### DATA FOR PROCESSING
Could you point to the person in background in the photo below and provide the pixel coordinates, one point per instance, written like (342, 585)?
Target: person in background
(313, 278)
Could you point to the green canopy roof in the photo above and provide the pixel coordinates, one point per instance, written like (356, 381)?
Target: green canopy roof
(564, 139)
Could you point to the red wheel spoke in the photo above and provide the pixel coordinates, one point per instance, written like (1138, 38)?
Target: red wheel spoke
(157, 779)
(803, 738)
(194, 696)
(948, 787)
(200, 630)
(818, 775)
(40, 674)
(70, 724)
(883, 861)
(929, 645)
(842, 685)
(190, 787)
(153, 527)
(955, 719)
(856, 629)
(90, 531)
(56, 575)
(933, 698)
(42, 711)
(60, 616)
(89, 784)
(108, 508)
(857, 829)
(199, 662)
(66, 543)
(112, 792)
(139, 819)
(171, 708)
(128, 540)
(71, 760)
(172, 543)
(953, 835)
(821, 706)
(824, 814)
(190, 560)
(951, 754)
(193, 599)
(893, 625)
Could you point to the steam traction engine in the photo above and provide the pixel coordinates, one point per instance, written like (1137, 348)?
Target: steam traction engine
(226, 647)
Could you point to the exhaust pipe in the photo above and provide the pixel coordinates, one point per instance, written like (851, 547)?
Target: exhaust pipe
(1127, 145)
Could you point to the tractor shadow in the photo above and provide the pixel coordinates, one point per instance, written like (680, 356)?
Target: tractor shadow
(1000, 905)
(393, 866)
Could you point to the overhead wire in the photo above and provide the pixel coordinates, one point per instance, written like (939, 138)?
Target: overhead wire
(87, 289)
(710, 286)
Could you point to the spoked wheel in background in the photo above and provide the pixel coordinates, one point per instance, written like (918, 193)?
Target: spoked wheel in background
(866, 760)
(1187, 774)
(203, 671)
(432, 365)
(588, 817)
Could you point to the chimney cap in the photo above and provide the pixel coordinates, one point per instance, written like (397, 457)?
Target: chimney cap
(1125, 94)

### TASK DETAILS
Everything from the line with "Could you point to the steam" to the end of the listing above needs to be duplicated exactly, both end lines included, with nothing more.

### EXERCISE RESPONSE
Could you point to the steam traction engine in the photo above and provide the pixel coordinates, one point per instance, written like (1137, 348)?
Target: steam traction engine
(226, 647)
Could you point to the exhaust pipe in the photo above and provide the pixel coordinates, one point per instance, written like (851, 547)?
Target: exhaust pipe
(1127, 145)
Could you point to the tractor shadow in the photo above and provide the pixel coordinates, one point per instance, written like (680, 356)?
Target: tractor shadow
(1000, 905)
(393, 866)
Could you point to the overhead wire in the photo above and provide the pixel coordinates, one point per instance, written like (939, 138)?
Target: overhead wire
(87, 289)
(710, 286)
Could you point to the spoked wheel in background in the photo above and provide the pixel coordinates, one point per instance, written like (918, 193)?
Target: spoked wheel in background
(866, 760)
(1187, 774)
(203, 671)
(432, 365)
(588, 817)
Could you point to the chimney cap in the photo above and provide the pixel coordinates, one point per instance, written like (397, 457)?
Target: chimney cap
(1125, 94)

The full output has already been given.